Le statut du comédien
Examinons d’abord le statut du comédien, dans la mesure où il s’écarte du régime marionnettique, qu’on pourrait (trop schématiquement, évidemment) résumer à l’effacement du manipulateur, condition sine qua non de l’illusion : en grossissant le trait, on peut en effet avancer que la marionnette « vit » d’autant plus que le marionnettiste s’efface, l’une captant la lumière tandis que l’autre se tient dans l’ombre.
Or la mise en jeu, dans CDV, affecte autant le comédien que l’objet et tous deux partagent la même scène éclairée. Vêtu de ce qui peut sembler une tenue quotidienne, l’acteur est là en tant que lui-même (4), il apparaît et participe activement, ne se cache pas spécialement, au contraire, le choix de la couleur rouge (polo, lacets, bonnet) le signalant amplement. L’acteur mis en jeu déploie même une énergie considérable alors que l’objet (par exemple le petit chalet) demeure immobile.

» **CONSIGNE**: Restituez intégralement, mot pour mot, le passage sur le statut du comédien.

» **DONNÉES FOURNIES**:
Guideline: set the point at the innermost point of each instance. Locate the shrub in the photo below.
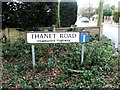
(116, 15)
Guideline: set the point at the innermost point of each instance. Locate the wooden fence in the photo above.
(12, 34)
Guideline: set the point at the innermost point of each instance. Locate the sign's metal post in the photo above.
(33, 55)
(84, 38)
(82, 55)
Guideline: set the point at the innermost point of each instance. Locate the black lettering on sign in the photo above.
(40, 36)
(68, 35)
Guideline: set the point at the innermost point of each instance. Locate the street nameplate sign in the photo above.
(53, 37)
(84, 36)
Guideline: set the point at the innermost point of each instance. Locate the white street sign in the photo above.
(53, 37)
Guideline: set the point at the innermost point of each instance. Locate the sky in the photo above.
(95, 3)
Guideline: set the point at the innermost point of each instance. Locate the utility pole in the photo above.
(1, 66)
(58, 13)
(100, 13)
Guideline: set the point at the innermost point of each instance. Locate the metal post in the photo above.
(1, 54)
(33, 55)
(82, 55)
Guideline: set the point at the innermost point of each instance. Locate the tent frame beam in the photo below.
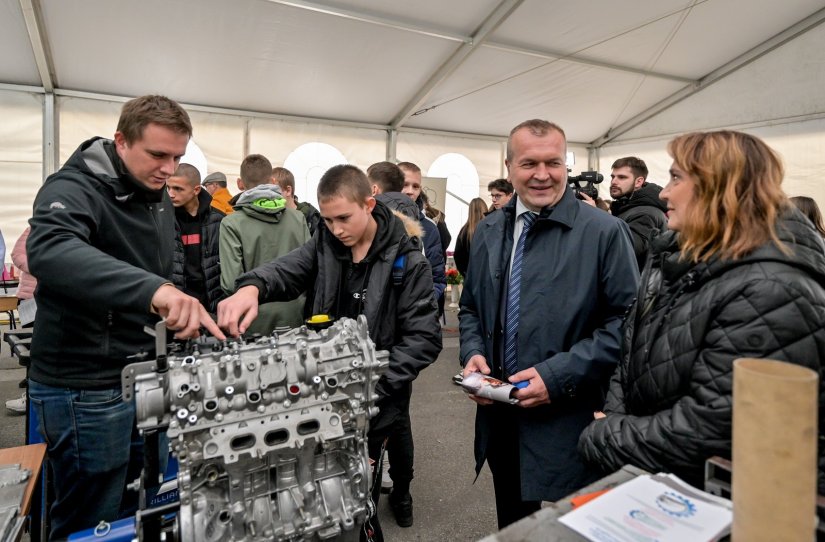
(496, 17)
(794, 31)
(33, 15)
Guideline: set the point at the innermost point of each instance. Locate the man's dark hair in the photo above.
(255, 171)
(636, 165)
(140, 112)
(344, 181)
(190, 173)
(502, 185)
(283, 177)
(387, 176)
(409, 166)
(538, 128)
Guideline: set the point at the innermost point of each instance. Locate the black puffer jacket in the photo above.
(401, 319)
(644, 212)
(210, 219)
(669, 404)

» **RÉPONSE PROPOSÉE**:
Le statut du comédien
Examinons d’abord le statut du comédien, dans la mesure où il s’écarte du régime marionnettique, qu’on pourrait (trop schématiquement, évidemment) résumer à l’effacement du manipulateur, condition sine qua non de l’illusion : en grossissant le trait, on peut en effet avancer que la marionnette « vit » d’autant plus que le marionnettiste s’efface, l’une captant la lumière tandis que l’autre se tient dans l’ombre.
Or la mise en jeu, dans CDV, affecte autant le comédien que l’objet et tous deux partagent la même scène éclairée. Vêtu de ce qui peut sembler une tenue quotidienne, l’acteur est là en tant que lui-même (4), il apparaît et participe activement, ne se cache pas spécialement, au contraire, le choix de la couleur rouge (polo, lacets, bonnet) le signalant amplement. L’acteur mis en jeu déploie même une énergie considérable alors que l’objet (par exemple le petit chalet) demeure immobile.